Provided passage:
-- BEGIN --

Rows after removing empty descriptions: 17733
Shounen Ninja status: True


In [16]:
custom_stops = list(ENGLISH_STOP_WORDS) + list(anime_killwords)




# INITIALIZE THE VECTORIZER
tfidf = TfidfVectorizer(
    max_features=3000, 
    ngram_range=(1, 2),
    min_df=10,
    max_df=0.5,
    stop_words=custom_stops 
)

# MATRIX GENERATION
tfidf_matrix = tfidf.fit_transform(df['clean_description'])

print(f"Matrix Shape: {tfidf_matrix.shape}")




Matrix Shape: (17733, 3000)


In [17]:
# LONG LOAD CELL # (2 minutes aprox.)

#UMAP (2D Projection)
reducer = umap.UMAP(
    n_neighbors=30, 
    min_dist=0.05, 
    metric='cosine', 
    random_state=42
)
embedding = reducer.fit_transform(tfidf_matrix)

# SAVE TO DATAFRAME
df['x'] = embedding[:, 0]
df['y'] = embedding[:, 1]



  warn(


In [18]:

df['score'] = pd.to_numeric(df['score'], errors='coerce').fillna(0)

df['year'] = df['aired'].astype(str).str.extract(r'(\d{4})').fillna("Unknown")

In [19]:
# AUTONOMOUS CLUSTER 
clusterer = hdbscan.HDBSCAN(
    min_cluster_size=60,      
    min_samples=10,           
    metric='euclidean',
    cluster_selection_method='leaf' 
)
# CLUSTERING
df['Cluster'] = clusterer.fit_predict(embedding)

# BAKGROUND NOISE
df['Cluster_Name'] = df['Cluster'].apply(lambda x: f"Cluster {x}" if x != -1 else "Background Noise")

# AUTO-NAMING CLUSTERS
def auto_name_clusters(df, tfidf_matrix, vectorizer, top_n=3):
    feature_names = np.array(vectorizer.get_feature_names_out())
    cluster_names = {}
    unique_clusters = sorted(df['Cluster'].unique())
    
    for label in unique_clusters:
        if label == -1:
            cluster_names[label] = "Unclassified Noise"
            continue
            
        indices = df.index[df['Cluster'] == label].tolist()

-- END --

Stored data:
-- BEGIN --

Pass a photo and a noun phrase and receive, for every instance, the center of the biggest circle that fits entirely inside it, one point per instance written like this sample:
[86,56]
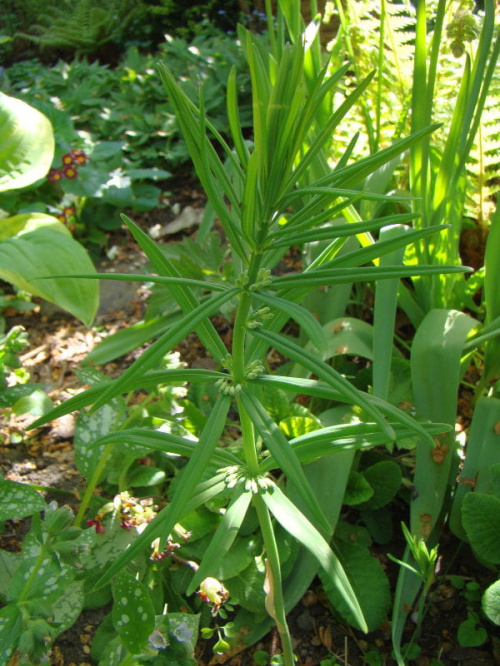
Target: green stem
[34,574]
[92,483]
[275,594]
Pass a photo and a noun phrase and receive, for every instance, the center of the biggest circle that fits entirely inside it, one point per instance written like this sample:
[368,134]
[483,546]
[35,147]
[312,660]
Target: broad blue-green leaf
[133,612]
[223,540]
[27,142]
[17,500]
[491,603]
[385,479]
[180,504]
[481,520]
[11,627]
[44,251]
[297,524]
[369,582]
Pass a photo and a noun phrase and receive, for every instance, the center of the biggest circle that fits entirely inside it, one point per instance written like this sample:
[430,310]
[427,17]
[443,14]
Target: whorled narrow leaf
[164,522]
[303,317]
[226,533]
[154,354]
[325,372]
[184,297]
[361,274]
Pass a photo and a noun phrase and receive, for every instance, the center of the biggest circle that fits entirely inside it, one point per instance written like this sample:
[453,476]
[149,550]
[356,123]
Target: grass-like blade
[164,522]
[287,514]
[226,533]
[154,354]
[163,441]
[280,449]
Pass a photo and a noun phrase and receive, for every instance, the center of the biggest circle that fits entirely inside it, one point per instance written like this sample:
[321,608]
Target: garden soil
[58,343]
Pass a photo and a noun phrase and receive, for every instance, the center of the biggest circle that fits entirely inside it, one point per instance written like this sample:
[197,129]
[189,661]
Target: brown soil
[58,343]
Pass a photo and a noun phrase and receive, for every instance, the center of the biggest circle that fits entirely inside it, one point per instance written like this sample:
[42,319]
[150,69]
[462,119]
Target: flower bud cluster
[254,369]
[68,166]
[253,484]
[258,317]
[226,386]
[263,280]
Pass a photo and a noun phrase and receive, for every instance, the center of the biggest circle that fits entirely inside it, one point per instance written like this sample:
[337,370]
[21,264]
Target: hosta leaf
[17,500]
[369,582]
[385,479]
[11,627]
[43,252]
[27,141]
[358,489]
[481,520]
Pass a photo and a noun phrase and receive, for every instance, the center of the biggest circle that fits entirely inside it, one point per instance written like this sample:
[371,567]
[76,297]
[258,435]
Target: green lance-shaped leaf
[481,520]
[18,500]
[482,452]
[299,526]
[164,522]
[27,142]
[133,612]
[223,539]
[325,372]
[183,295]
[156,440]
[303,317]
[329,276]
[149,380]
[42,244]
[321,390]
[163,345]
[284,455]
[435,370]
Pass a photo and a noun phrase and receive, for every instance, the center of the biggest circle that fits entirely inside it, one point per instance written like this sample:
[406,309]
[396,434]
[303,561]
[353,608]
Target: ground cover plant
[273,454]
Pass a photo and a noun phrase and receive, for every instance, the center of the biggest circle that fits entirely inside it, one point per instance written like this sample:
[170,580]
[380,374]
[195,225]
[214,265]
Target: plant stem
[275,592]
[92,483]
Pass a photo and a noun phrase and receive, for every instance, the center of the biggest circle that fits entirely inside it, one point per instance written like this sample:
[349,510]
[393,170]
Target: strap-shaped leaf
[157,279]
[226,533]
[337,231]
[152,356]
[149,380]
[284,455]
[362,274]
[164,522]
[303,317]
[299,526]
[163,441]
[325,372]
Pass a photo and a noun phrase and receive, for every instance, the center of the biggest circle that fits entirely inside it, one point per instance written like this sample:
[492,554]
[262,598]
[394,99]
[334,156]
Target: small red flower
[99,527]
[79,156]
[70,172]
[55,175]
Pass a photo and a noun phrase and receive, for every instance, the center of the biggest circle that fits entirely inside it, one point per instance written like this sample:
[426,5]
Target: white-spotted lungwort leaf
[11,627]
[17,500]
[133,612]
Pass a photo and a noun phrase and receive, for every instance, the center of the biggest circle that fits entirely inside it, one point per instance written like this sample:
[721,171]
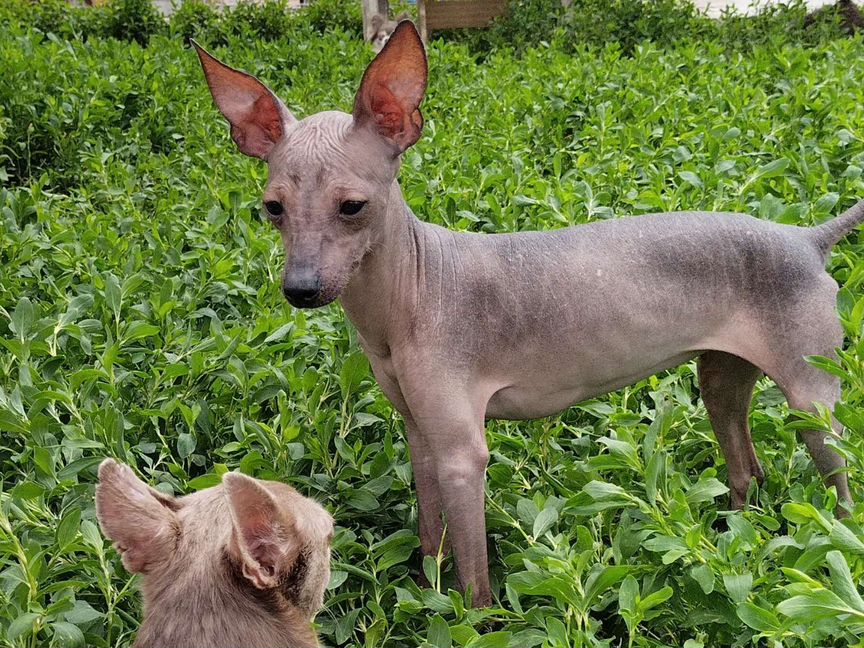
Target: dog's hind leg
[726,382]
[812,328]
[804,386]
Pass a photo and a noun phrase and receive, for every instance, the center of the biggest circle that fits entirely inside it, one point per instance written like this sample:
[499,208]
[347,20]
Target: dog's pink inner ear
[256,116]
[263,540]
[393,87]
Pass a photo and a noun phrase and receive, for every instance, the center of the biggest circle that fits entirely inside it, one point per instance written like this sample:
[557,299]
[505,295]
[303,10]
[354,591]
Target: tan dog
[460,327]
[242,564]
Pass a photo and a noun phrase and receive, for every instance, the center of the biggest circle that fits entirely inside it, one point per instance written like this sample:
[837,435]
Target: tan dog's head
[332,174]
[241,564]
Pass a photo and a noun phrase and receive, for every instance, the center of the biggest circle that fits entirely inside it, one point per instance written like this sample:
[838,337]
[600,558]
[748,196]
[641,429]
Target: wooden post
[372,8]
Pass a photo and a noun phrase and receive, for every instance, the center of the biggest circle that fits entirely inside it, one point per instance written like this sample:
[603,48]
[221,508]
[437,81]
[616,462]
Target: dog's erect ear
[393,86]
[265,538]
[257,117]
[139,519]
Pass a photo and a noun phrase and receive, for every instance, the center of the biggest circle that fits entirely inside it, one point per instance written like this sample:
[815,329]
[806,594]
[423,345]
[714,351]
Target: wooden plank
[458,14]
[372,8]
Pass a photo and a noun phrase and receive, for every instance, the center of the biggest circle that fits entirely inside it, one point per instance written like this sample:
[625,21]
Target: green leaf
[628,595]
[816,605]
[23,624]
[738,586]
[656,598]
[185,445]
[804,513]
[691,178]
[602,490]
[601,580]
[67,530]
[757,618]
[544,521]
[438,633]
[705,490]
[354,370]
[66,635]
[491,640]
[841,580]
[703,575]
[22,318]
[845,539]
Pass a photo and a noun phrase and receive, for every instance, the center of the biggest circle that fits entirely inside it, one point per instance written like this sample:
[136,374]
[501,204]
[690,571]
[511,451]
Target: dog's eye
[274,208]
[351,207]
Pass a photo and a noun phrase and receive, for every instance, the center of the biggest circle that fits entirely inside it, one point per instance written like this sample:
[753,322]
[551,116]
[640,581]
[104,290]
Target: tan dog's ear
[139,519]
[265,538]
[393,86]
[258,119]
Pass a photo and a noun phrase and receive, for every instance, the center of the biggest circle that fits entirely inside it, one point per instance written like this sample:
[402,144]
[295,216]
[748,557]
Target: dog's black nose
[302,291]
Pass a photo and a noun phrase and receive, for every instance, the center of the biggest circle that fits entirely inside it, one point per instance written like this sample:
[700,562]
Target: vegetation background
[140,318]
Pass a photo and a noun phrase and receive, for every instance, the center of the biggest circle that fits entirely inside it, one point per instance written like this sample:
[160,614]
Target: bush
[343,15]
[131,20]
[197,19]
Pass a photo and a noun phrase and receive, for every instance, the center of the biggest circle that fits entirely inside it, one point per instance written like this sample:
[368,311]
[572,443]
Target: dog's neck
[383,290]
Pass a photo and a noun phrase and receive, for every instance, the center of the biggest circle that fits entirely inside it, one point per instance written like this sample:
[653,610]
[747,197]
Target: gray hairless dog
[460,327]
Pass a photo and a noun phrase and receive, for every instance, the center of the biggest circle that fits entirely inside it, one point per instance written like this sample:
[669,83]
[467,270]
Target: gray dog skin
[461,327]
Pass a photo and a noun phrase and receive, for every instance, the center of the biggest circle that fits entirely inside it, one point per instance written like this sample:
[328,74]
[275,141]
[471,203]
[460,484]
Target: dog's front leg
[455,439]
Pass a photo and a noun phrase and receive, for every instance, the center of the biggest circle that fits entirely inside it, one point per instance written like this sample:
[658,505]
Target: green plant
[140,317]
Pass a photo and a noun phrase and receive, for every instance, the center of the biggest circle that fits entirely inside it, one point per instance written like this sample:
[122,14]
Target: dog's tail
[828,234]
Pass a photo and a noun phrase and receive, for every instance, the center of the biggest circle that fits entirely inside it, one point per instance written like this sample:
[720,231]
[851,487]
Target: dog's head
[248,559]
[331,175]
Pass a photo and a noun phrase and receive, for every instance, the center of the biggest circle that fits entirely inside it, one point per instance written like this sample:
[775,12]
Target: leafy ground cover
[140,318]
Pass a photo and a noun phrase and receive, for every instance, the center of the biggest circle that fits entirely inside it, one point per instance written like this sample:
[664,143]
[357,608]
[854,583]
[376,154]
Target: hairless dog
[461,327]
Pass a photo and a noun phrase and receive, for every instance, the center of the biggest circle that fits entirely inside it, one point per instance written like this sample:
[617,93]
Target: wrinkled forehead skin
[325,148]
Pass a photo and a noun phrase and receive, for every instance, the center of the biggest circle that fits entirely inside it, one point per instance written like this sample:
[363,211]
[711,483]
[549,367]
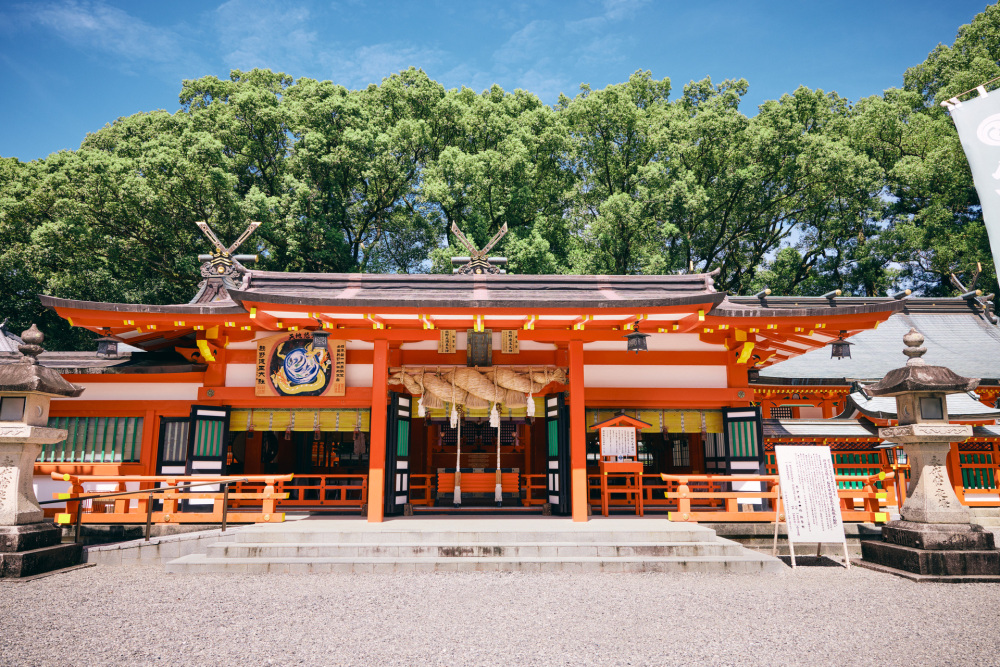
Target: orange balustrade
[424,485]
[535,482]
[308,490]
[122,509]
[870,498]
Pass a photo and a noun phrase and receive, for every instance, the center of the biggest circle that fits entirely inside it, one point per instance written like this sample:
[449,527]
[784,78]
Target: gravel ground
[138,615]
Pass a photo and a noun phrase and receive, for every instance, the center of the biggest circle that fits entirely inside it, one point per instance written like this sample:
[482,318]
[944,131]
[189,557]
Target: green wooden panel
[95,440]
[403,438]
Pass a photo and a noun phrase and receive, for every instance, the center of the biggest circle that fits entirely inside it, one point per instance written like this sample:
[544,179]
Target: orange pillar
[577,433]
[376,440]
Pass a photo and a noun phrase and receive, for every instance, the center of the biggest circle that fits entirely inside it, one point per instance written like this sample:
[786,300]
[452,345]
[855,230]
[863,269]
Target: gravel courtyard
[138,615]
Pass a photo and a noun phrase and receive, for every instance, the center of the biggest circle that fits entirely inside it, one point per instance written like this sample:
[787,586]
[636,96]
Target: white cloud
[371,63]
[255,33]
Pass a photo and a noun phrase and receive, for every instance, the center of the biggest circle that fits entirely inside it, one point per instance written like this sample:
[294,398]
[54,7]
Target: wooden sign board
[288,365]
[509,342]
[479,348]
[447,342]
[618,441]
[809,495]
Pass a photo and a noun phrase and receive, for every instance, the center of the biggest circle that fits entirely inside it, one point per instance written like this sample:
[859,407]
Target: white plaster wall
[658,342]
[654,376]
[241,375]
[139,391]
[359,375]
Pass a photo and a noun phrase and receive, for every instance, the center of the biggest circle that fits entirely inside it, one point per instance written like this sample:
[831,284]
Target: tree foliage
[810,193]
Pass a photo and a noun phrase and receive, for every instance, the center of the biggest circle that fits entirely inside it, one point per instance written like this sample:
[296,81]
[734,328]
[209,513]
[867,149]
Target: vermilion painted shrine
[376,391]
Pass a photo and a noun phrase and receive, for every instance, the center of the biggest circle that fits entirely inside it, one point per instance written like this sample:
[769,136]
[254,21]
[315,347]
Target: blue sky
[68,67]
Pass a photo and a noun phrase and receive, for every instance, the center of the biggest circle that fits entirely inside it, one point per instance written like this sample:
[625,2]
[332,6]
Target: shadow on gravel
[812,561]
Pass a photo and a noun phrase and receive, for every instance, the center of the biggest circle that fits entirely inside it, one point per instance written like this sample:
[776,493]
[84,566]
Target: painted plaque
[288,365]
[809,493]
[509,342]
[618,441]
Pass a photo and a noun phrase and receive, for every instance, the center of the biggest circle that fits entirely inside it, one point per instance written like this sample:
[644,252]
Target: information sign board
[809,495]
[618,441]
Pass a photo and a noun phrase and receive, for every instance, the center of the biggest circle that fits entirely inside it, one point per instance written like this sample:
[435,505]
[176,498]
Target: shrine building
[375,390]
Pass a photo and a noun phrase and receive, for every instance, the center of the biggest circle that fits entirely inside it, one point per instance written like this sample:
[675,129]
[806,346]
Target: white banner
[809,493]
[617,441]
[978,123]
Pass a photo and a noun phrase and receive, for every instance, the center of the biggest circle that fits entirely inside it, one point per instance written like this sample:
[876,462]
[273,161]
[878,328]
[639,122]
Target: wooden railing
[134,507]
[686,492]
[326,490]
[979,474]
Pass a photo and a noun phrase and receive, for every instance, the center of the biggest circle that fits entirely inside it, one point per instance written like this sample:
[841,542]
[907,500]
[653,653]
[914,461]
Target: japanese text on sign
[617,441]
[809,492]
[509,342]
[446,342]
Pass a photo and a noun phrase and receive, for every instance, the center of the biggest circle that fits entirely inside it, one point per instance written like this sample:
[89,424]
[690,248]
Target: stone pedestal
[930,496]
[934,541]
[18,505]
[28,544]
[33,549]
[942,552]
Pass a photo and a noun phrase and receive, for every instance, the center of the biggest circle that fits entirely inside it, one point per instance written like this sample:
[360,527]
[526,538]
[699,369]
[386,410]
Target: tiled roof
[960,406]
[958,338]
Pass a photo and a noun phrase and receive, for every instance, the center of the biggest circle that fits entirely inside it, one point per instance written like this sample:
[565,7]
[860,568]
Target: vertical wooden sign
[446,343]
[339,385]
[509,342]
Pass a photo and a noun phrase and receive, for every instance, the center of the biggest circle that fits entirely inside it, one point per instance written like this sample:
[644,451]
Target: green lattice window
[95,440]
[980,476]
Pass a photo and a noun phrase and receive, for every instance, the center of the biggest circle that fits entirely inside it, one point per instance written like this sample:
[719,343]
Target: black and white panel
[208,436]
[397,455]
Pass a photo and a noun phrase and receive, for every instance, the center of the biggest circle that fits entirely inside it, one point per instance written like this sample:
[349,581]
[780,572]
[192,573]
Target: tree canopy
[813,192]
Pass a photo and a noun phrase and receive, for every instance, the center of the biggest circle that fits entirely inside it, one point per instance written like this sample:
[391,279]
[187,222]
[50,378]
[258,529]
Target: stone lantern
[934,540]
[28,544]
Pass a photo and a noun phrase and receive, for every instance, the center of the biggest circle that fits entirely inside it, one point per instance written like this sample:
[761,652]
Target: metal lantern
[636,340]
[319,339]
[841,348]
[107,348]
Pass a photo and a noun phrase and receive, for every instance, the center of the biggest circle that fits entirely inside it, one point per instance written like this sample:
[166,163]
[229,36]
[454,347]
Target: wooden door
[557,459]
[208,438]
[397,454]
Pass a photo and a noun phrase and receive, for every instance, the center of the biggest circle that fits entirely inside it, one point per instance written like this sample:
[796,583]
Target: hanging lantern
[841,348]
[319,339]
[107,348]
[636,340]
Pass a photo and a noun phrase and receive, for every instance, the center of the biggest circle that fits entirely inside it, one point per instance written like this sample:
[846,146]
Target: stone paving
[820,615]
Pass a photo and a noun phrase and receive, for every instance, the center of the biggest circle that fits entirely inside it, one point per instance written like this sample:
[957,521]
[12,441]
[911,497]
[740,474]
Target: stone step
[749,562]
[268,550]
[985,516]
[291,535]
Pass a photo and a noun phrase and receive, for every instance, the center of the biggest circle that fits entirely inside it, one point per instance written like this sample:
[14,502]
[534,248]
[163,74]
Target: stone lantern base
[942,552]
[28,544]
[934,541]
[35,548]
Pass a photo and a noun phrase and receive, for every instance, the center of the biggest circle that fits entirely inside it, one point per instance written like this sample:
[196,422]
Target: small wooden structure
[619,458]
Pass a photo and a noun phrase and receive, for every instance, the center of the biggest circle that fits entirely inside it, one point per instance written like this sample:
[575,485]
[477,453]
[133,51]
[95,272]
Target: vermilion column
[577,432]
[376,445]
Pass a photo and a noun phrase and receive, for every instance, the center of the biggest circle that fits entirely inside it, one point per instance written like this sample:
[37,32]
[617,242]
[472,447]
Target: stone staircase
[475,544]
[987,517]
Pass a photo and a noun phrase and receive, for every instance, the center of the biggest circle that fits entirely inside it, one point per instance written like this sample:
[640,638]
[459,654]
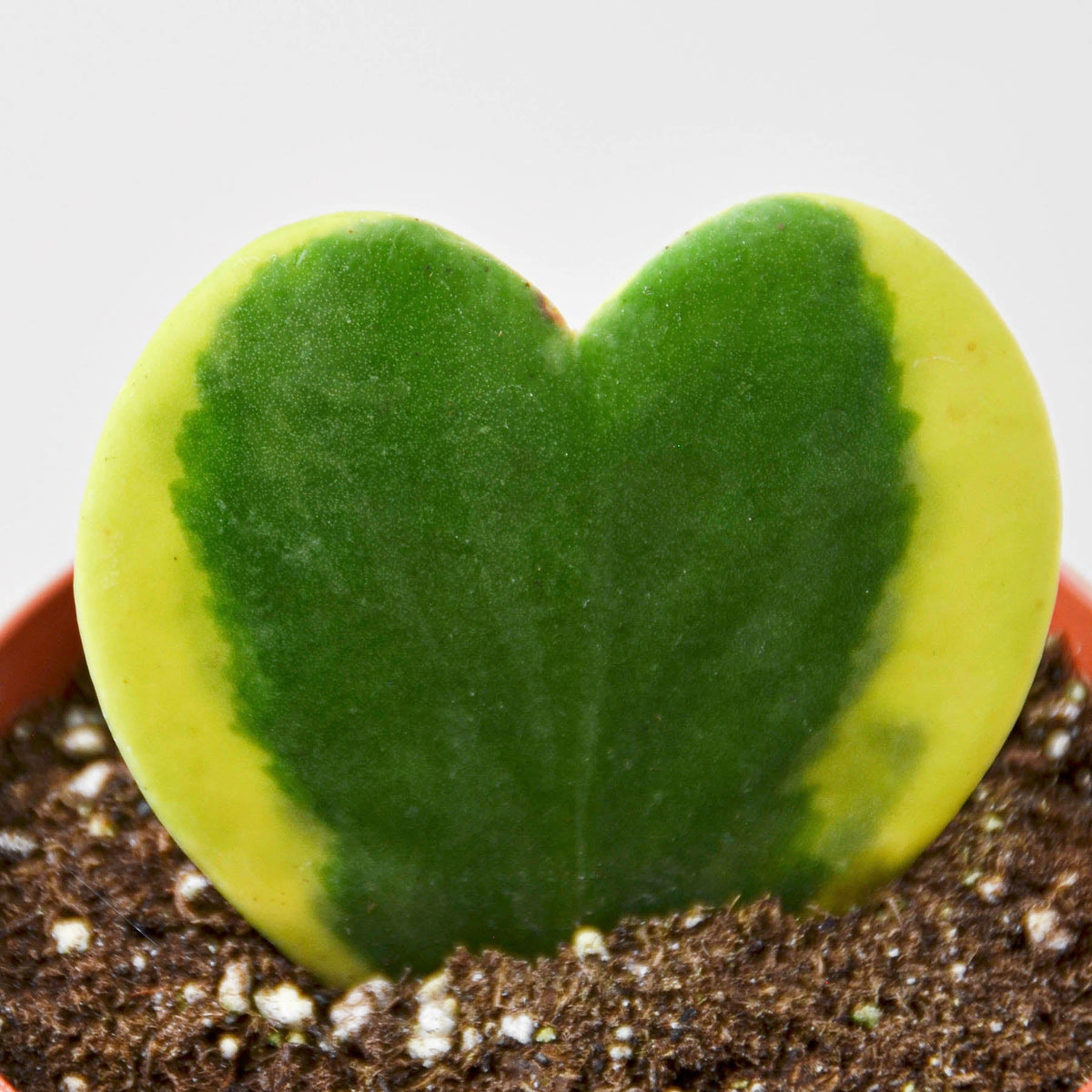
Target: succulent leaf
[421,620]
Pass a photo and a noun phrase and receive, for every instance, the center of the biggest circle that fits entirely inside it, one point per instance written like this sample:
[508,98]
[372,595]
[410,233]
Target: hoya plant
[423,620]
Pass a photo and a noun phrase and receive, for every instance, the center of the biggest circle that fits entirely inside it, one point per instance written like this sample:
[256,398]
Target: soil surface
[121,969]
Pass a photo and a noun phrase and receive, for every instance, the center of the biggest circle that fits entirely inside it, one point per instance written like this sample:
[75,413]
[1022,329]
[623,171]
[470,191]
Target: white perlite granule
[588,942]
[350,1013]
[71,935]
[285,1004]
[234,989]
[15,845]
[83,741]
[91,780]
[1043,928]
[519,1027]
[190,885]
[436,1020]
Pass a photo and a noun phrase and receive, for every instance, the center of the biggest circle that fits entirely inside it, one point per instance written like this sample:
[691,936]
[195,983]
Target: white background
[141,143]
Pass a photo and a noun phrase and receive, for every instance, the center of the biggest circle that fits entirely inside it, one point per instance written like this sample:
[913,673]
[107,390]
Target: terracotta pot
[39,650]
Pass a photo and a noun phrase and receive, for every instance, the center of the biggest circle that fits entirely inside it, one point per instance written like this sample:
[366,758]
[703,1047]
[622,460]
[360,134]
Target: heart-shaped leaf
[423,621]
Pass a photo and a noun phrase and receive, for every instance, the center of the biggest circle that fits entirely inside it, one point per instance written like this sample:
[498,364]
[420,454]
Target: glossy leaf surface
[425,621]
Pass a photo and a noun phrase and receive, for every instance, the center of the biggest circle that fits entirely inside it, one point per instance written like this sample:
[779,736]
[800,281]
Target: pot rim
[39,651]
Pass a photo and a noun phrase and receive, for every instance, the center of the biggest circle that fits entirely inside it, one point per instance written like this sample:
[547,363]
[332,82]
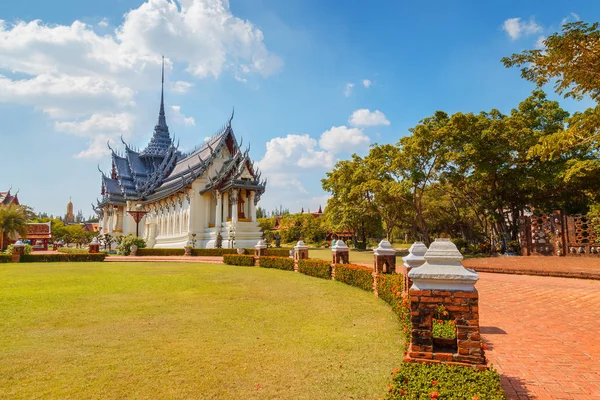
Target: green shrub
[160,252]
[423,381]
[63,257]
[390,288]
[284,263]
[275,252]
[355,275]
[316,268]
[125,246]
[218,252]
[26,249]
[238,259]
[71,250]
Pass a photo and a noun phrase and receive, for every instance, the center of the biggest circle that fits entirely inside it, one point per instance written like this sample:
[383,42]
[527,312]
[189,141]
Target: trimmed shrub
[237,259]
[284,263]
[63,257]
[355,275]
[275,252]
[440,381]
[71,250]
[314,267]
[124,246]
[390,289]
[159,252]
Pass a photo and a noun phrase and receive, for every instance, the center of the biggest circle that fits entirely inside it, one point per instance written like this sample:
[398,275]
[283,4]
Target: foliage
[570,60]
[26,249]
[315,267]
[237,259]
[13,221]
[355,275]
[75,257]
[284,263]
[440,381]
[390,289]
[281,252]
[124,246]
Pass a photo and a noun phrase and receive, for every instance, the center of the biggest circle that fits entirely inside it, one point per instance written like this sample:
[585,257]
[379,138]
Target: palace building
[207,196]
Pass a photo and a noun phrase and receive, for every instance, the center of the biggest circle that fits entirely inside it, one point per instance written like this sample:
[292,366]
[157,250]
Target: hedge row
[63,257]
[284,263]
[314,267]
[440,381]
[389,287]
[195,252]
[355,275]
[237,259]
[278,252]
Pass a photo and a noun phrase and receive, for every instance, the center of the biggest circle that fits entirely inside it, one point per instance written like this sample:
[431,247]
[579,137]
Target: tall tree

-- END --

Problems to solve:
(1) Extract each line of the listing that includes the string "stone", matching case exactly.
(2) Extend the clustering code past its final line.
The clustering code and the listing have nothing to do with each other.

Task answers:
(1)
Target: stone pedestal
Target: stone lantern
Target: stone paving
Target: stone step
Target: stone lantern base
Target: stone staircase

(2)
        cluster_slice = tfidf_matrix[indices]
        word_scores = np.asarray(cluster_slice.sum(axis=0)).flatten()
        top_indices = word_scores.argsort()[::-1][:top_n]
        top_words = feature_names[top_indices]
        name = " • ".join([w.title() for w in top_words])
        cluster_names[label] = name
        
    return cluster_names

name_map = auto_name_clusters(df, tfidf_matrix, tfidf)
df['Cluster_Name'] = df['Cluster'].map(name_map)


In [20]:


# PREPARE DATA
df['visual_size'] = (df['score'].fillna(5) ** 2) / 10 

# CREATE GALAXY MAP
fig = px.scatter(
    df, 
    x='x', 
    y='y',
    color='Cluster_Name', 
    size='visual_size',       
    size_max=10,               
    hover_name='title',
    hover_data={
        'x': False, 'y': False, 'visual_size': False,
        'Cluster_Name': True,
        'genres': True,
        'score': True,
        'aired': True
    },
    title='<b>THE ANIME UNIVERSE</b><br><span style="font-size: 14px; color: grey;">A Thematic Map</span>',
    template='plotly_dark',
    color_discrete_sequence=px.colors.qualitative.Bold, 
    opacity=0.7
)

# CONFIGURE LAYOUT
fig.update_layout(
    title={
        'x': 0.98,
        'y': 0.95,
        'xanchor': 'right',
        'yanchor': 'top'
    },
    margin=dict(l=300, r=20, b=20, t=110),
    height=600, 
    xaxis=dict(visible=False),
    yaxis=dict(visible=False),
    font=dict(family="Segoe UI, sans-serif"),
    legend=dict(
        title="THEMES",
        itemsizing='constant',
        bgcolor='rgba(0,0,0,0)', 
        bordercolor="rgba(0,0,0,0)",
        x=-0.4,       
        y=1,         
        xanchor="left",
        yanchor="top",
        font=dict(size=11),
        tracegroupgap=5
    ),
    updatemenus=[
        dict(
            type="buttons",
            direction="left",
            buttons=list([
                dict(
                    args=[{"visible": True}],
                    label="Show All",
                    method="restyle"
                ),
                dict(
                    args=[{"visible": "legendonly"}],
                    label="Clear Map",
                    method="restyle"
                )
            ]),
            pad={"r": 10, "t": 10},
            showactive=True,
            x=-0.4,
            xanchor="left",
            y=1.15,  
            yanchor="top",
            bgcolor="#444444",
            font=dict(color="white")
        ),
    ]
)

fig.show()

In [21]:
num_clusters = df['Cluster'].max() + 1
print(f"Discovered {num_clusters} distinct themes.")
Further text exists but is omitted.